TRECHO:
▼▼▼

Em entrevista à enviada especial da RFI ao Níger, Magali Lagrange, o ministro do Interior, Alkache Alhada, reiterou que a invasão dos terroristas foi "um ato de repressão contra a resistência da população contra os jihadistas".

O presidente nigerino, Mohamadou Issoufou, postou no Twitter uma mensagem de condolências às vítimas de Tchombangou et Zaroumdareye. No tuíte, ele chamou os ataques de "covardes e bárbaros". O presidente chefiará uma reunião extraordinária do Conselho de Segurança Nacional nesta segunda-feira (4).

Ataque não foi reivindicado

Centenas de soldados nigerinos que participam da Operação Amahaoun que luta contra os grupos terroristas no país, já estão na região em busca dos responsáveis pelo massacre. Um militar, que descreveu os jihadistas como "violentos e sanguinários", declarou ser necessário "encontrá-los e neutralizá-los".

O ataque ainda não foi reivindicado. Mas o suposto chefe do grupo terrorista seria conhecido dos serviços de inteligência nigerinos. Ele seria natural de um vilarejo vizinho e pertenceria à mesma etnia que foi massacrada. A informação corrobora a tese de um acerto de contas.

Os moradores que conseguiram sobreviver à chacina fugiram em massa para a cidade de Mangaizé, 40 km ao sul, situada em uma zona segura. Um dispositivo foi montado para acolher os sobreviventes.

▲▲▲

LINHAS FORNECIDAS:
▼▼▼

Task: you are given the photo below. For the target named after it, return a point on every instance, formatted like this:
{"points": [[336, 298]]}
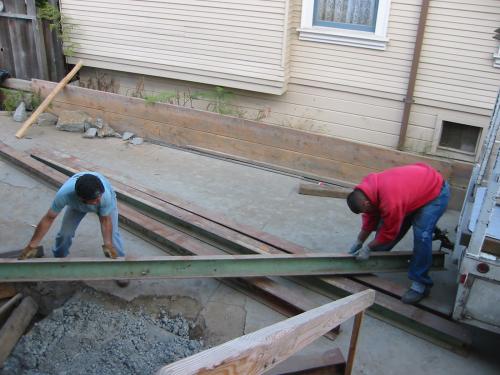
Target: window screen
{"points": [[459, 136], [347, 14]]}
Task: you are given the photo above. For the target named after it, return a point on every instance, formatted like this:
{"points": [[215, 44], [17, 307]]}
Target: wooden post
{"points": [[15, 326], [41, 54], [260, 351], [21, 132], [354, 342], [5, 309]]}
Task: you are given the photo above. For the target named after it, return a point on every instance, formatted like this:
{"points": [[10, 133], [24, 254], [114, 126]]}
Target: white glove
{"points": [[364, 253], [355, 247]]}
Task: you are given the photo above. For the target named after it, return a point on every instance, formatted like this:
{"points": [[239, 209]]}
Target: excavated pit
{"points": [[92, 333]]}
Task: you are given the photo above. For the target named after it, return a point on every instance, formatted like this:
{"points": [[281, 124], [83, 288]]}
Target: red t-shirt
{"points": [[397, 192]]}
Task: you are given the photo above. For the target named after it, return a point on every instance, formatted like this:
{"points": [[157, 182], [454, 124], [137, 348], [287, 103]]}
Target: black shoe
{"points": [[411, 297], [122, 283]]}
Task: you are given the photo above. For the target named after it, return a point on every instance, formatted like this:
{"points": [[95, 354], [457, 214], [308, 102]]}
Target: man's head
{"points": [[358, 202], [89, 188]]}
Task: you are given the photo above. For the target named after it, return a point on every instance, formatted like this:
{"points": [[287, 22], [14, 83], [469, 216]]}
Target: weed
{"points": [[162, 97], [11, 99], [220, 101], [60, 24]]}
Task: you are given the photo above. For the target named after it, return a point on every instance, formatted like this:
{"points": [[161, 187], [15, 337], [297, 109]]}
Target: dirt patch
{"points": [[94, 333]]}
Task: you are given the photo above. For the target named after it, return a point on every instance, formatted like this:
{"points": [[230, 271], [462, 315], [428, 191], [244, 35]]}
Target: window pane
{"points": [[459, 136], [356, 14]]}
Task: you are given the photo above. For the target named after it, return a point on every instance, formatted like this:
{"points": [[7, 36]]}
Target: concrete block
{"points": [[74, 121]]}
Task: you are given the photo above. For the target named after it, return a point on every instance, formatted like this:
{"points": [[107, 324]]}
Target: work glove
{"points": [[364, 253], [109, 251], [28, 252], [355, 247]]}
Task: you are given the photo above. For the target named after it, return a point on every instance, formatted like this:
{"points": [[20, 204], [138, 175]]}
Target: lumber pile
{"points": [[15, 316], [182, 228]]}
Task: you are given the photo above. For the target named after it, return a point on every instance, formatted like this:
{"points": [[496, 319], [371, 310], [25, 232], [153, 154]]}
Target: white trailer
{"points": [[477, 246]]}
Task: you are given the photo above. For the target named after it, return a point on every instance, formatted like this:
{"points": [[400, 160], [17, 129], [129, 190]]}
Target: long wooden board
{"points": [[284, 299], [262, 350], [410, 316]]}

▲▲▲

A FAZER:
**a)** Extraia do trecho sobre o massacre no Níger a passagem que começa em "O ataque ainda" e termina em "acerto de contas.", copiando cada palavra sem alteração.
**b)** Escreva a continuação da notícia sobre o ataque no Níger, começando logo após a última frase apresentada.

EM RESPOSTA:
**a)**
O ataque ainda não foi reivindicado. Mas o suposto chefe do grupo terrorista seria conhecido dos serviços de inteligência nigerinos. Ele seria natural de um vilarejo vizinho e pertenceria à mesma etnia que foi massacrada. A informação corrobora a tese de um acerto de contas.

**b)**
Mas alguns habitantes não quiseram abandonar suas casas e o ministro do Interior anunciou que um batalhão militar vai se instalar na região atacada para protegê-los. "Encontramos uma população devastada, mas corajosa e muito digna", afirmou Alkache Alhada.

Desafio para a democracia

O duplo atentado foi cometido no mesmo dia do anúncio do resultado do primeiro turno das eleições presidenciais no Níger de 27 de dezembro. O candidato do partido no poder (PNDS) e ex-ministro do Interior, Mohamed Bazoum, enfrenta o ex-presidente Mahamane Ousmane, do Partido RDR, no segundo turno previsto para 20 de fevereiro.

Após o ataque, Bazoum, que liderou o primeiro turno com 39,33% dos votos, prometeu fortalecer a luta contra os grupos "jihadistas". Ele disse que "este drama mostra que os grupos terroristas representam uma grave ameaça à coesão de nossa comunidade e um perigo que não pode ser comparado a nenhum outro".

A imprensa, a exemplo do jornal L'Événement Niger, também está preocupada. "O ano novo começa com uma má notícia para a segurança de nosso país. Esperemos que as autoridades tomem enfim as medidas adequadas para acabar com a barbaridade dos grupos terroristas", escreveu o diário em sua edição desta segunda-feira.

A inquietação vai além das fronteiras do maior país da África Ocidental. O jornal L'Observateur Paalga, do vizinho Burkina Faso, diz que "este duplo atentado reforça aos dois finalistas da presidencial nigerina que a prioridade das prioridades no país continua sendo a segurança". O diário Ledjely, da Guiné, destaca que, "democracia está sendo testada pelo terrorismo" no Níger que, pela primeira vez vive a possibilidade de ter "uma alternância de poder pacífica".

A história da ex-colônia francesa, de maioria muçulmana, é marcada por golpes militares desde sua independência em 1960. Subdesenvolvido, com mais de 75% de seu território coberto pelo deserto do Saara, o Níger é um dos países mais pobres do mundo e registra o pior Índice de Desenvolvimento Humano (IDH) do planeta.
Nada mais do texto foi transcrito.